Location identification items
════════
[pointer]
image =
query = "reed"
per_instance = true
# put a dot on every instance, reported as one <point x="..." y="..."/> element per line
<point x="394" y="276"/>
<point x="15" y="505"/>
════════
> [What you need to do] Convert the whole listing into a two-column CSV headed text and answer, one row for each entry, with each field in quotes and line breaks replaced by spaces.

> [Answer to the problem]
text,answer
"[pointer] image = query = ""reed"" per_instance = true # put a dot on every instance, reported as one <point x=""..."" y=""...""/> element per line","<point x=""394"" y=""276""/> <point x=""15"" y=""505""/>"